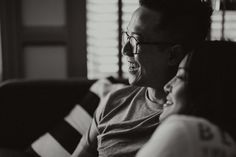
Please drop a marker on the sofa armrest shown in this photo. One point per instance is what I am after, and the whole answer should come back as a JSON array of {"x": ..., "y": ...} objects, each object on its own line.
[{"x": 29, "y": 108}]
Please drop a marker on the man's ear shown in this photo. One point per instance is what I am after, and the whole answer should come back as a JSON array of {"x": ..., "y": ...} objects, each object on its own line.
[{"x": 176, "y": 54}]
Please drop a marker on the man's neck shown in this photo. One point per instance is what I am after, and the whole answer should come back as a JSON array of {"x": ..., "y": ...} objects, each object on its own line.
[{"x": 156, "y": 96}]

What is required: Your task is an exact printout of the records above, with no pictures.

Expected answer:
Please drop a marker on the sofa armrest shown in this photo. One point per instance is what I am after, and the whole answer should come back as a JSON array of {"x": ..., "y": ...} objects, each object on its own line.
[{"x": 29, "y": 108}]
Please drop a marker on the man's ear shown in this photo. One point per instance is what I am after, and the whole answer should come back as a JSON array of {"x": ..., "y": ...} objects, each object on its own line.
[{"x": 176, "y": 54}]
Please drop a marker on the man's neck shown in this photo. One point per instance is what I am after, and the whole answer should come back as a JSON array of {"x": ..., "y": ...} objects, each object on its own line.
[{"x": 156, "y": 96}]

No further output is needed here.